> [TASK DETAILS]: Revise the stretch from "5. When the" through "over to stream B." in the stream migration protocol text, replacing "acknowledgement" with "confirmation".

┌─ SELECTED PASSAGE

Skip to content

Stream Migration Protocol #328

Open
Open
@Stebalien

Description

Libp2p should support protocol agnostic stream migration. This will make upgrading to better transports "seamless".

Requirement

  1. Transport agnostic. Really, this means migrating at the stream level.
  2. Minimal overhead. Overhead should be at most a small per-stream cost (no additional framing, etc.)
  3. No interruption. Reading/writing should be continuous.
  4. Transparent. Applications using migratable streams shouldn't notice anything.
  5. Correct. There can't be any ambiguity (one side believing the migration happened, the other side disagreeing, etc.).

Protocol

Here we describe a protocol for migrating a "source" stream (stream A) to a "target" stream (stream B).

When opening a stream, if the remote peer supports the stream migration protocol (discovered through identify) and the stream is "long lived" (opt in or opt out?):

  1. First, open a stream (stream A).
  2. Negotiate the stream migration protocol.
  3. Send a message indicating that we're opening a new stream, along with a unique ID for the stream.
  4. Negotiate the actual protocol.

Because we "know" that the peer supports this stream migration protocol, we can pipeline these steps so as not to take any additional round-trips.

To migrate a stream:

  1. The initiator of the stream migration will open a new stream (stream B), on a the "target" connection (the connection to which we're migrating the stream), to the remote peer. This is the "target" stream for the migration.
  2. On stream B, the initiator will negotiate the stream migration protocol.
  3. On stream B, the initiator will send a message indicating that we're migrating a stream, along with the ID of the stream we're migrating (the source stream, stream A).
  4. The receiver will acknowledge the migration (on stream B) and, from this point onward, treat any "EOF" (close) on stream A as a migration to stream B.
  5. When the initiator receives the acknowledgement on stream B, it will close stream A for writing, and start writing on stream B.
  6. When the receiver receives the EOF on stream A, it will send an EOF on stream A, switching over to stream B.

└─
┌─ COLLECTED DATA

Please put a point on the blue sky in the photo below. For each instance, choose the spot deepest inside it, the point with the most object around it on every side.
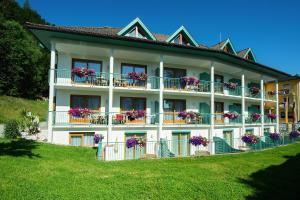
(270, 27)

└─

> [RESPONSE TO THIS TASK]:
5. When the initiator receives the confirmation on stream B, it will close stream A for writing, and start writing on stream B.
  6. When the receiver receives the EOF on stream A, it will send an EOF on stream A, switching over to stream B.